____ RECORDED INFORMATION

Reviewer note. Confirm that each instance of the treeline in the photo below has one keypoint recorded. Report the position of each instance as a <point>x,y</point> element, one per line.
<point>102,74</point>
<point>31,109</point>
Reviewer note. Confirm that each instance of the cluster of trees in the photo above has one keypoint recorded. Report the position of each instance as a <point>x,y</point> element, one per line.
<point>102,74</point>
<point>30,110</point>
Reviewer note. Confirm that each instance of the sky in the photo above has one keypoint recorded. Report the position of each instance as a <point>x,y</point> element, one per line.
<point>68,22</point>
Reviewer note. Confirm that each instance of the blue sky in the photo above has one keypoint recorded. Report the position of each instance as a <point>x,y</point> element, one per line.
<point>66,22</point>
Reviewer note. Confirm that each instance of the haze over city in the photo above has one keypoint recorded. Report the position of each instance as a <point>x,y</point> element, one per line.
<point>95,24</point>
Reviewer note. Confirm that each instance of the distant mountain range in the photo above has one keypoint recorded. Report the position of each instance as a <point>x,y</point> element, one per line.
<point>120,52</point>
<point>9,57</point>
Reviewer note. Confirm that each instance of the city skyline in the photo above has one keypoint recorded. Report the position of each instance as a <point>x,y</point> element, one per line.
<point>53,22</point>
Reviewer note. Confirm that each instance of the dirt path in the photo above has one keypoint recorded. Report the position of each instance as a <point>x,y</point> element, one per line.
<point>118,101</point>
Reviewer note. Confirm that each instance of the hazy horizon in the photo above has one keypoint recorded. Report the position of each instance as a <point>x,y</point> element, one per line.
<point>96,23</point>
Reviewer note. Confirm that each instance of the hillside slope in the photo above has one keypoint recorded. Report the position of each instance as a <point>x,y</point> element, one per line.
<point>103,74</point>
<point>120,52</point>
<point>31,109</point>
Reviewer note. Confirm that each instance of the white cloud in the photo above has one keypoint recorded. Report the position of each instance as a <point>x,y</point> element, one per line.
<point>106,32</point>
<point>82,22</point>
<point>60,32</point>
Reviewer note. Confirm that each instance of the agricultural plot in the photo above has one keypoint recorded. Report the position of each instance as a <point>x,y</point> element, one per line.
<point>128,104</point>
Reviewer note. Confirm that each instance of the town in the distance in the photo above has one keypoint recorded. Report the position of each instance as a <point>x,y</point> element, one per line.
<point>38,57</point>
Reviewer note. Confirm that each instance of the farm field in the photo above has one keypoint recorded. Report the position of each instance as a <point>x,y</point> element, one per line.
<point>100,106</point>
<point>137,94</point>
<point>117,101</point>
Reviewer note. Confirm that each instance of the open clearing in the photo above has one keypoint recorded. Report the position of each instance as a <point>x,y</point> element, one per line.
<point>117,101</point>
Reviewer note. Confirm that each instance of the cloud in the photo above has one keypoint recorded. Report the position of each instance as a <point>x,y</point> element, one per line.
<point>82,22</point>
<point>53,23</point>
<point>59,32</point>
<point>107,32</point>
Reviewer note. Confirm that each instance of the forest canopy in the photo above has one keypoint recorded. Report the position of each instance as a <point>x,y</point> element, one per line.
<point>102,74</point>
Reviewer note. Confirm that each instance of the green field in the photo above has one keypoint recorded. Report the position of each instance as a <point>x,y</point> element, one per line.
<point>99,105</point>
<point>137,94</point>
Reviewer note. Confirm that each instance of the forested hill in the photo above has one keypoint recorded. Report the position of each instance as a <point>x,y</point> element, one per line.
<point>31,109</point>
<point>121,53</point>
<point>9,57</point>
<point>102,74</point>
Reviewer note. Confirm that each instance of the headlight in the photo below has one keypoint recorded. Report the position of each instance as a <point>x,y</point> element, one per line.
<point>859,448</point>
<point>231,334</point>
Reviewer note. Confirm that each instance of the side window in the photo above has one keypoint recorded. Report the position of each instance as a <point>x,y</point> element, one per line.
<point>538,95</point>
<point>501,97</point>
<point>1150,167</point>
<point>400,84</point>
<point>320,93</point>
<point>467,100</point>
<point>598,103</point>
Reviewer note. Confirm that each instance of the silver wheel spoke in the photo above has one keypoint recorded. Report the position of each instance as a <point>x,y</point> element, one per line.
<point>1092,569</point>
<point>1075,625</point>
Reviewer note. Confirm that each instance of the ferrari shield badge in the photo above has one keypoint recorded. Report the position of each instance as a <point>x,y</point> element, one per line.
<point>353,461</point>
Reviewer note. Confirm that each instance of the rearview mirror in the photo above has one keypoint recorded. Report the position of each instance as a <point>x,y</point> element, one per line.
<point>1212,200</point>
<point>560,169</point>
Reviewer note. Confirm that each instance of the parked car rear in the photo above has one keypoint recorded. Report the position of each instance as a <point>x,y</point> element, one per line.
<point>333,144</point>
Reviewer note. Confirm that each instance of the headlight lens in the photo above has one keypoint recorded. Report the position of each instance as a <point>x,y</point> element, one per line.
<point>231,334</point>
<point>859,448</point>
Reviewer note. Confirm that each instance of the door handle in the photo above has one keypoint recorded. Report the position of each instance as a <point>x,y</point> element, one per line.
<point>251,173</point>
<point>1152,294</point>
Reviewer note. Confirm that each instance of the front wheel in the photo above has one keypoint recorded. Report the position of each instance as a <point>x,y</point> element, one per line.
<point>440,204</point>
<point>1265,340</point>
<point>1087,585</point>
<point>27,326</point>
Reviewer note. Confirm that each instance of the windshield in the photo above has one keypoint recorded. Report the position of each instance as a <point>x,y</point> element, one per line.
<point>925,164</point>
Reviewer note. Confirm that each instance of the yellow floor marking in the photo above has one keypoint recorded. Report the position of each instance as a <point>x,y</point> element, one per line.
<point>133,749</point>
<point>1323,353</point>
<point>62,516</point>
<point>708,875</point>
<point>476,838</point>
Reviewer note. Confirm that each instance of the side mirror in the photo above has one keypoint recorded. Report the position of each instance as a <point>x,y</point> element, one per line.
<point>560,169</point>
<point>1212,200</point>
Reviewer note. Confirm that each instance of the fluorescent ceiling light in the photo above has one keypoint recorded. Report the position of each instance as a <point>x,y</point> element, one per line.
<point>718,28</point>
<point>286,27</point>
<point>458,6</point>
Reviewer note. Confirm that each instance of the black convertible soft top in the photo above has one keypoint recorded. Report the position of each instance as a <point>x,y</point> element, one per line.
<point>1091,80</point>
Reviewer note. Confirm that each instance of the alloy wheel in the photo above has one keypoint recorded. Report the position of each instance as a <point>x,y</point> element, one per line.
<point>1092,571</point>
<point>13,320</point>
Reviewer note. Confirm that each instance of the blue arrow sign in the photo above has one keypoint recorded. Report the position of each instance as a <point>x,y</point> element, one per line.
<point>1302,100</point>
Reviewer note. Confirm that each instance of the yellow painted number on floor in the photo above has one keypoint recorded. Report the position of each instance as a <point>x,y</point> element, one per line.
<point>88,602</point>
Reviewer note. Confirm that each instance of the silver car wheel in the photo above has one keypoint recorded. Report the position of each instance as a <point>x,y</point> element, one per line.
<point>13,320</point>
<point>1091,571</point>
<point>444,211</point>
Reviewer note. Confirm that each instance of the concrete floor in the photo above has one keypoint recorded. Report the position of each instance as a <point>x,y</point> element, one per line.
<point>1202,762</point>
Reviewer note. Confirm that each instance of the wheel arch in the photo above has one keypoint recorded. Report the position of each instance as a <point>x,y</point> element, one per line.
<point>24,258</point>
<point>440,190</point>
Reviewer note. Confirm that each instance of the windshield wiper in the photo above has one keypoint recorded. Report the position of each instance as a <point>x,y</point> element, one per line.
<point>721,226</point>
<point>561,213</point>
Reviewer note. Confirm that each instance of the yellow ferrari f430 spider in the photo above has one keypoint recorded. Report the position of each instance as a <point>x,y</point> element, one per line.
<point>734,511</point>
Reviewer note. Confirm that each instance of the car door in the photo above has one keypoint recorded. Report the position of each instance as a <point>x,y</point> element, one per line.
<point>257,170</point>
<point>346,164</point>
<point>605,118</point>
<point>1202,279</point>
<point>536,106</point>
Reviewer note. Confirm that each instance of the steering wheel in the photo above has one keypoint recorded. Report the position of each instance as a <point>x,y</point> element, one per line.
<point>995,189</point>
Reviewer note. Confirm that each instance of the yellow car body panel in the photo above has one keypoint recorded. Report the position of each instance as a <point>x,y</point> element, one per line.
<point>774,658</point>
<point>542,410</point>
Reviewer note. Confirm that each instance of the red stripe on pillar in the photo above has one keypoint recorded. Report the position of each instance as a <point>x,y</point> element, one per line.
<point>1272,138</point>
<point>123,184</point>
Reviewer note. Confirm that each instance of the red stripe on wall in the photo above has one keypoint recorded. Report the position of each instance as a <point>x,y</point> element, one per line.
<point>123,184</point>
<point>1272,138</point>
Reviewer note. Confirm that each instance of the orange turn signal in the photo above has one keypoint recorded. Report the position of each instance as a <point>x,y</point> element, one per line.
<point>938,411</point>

________

Rewrite the lines of the material above, from the line containing "Reviewer note. Confirm that each instance of the hazy" through the line containing "<point>96,23</point>", inclusive, and give only those lines. Keep the request wording unchanged, and multiply each point coordinate in the answers by 0.5, rounding to whole numbers with halves rounded up.

### RESPONSE TO THIS TASK:
Reviewer note. Confirm that each instance of the hazy horizon in the photo above has one keypoint recorded. Report the position of each instance as a <point>x,y</point> element, one per line.
<point>48,12</point>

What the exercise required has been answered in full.